### Written problem:
Reproduce word for word the part of the material below that opens at its first line and closes with the line containing "[(437, 118), (576, 141)]".
[START The records]
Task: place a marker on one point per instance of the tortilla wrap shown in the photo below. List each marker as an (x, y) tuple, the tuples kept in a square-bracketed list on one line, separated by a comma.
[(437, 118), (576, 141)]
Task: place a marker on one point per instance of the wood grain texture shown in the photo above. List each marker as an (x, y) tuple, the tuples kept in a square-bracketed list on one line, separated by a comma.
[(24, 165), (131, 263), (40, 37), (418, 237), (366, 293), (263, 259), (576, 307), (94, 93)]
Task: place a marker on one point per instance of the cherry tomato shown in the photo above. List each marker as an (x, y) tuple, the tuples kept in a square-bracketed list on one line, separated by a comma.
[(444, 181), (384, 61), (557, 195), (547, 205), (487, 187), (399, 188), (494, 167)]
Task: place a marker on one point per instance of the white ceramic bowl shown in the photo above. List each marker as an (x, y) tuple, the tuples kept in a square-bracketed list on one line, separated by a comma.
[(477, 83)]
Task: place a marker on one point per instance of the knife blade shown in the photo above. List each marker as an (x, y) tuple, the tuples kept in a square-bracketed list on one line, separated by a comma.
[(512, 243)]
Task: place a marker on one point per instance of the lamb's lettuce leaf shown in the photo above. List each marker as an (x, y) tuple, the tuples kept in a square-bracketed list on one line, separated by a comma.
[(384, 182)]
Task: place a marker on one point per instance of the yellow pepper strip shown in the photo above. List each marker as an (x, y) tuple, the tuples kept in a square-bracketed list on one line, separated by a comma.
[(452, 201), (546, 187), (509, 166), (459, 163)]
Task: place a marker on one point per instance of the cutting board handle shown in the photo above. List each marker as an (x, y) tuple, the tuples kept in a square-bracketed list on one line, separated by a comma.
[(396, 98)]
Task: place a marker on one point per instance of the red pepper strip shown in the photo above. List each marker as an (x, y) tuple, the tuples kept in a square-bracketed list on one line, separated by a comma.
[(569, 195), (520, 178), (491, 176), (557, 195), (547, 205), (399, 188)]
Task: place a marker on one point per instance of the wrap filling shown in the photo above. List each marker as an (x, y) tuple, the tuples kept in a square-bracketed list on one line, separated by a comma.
[END The records]
### Reply to the exercise:
Task: place a marker on one point per instance of the tortilla wrap shown in the photo below. List each marker as an (x, y) tuple, the tuples kept in a square-bracketed list on one line, separated by a comma.
[(437, 118), (576, 141)]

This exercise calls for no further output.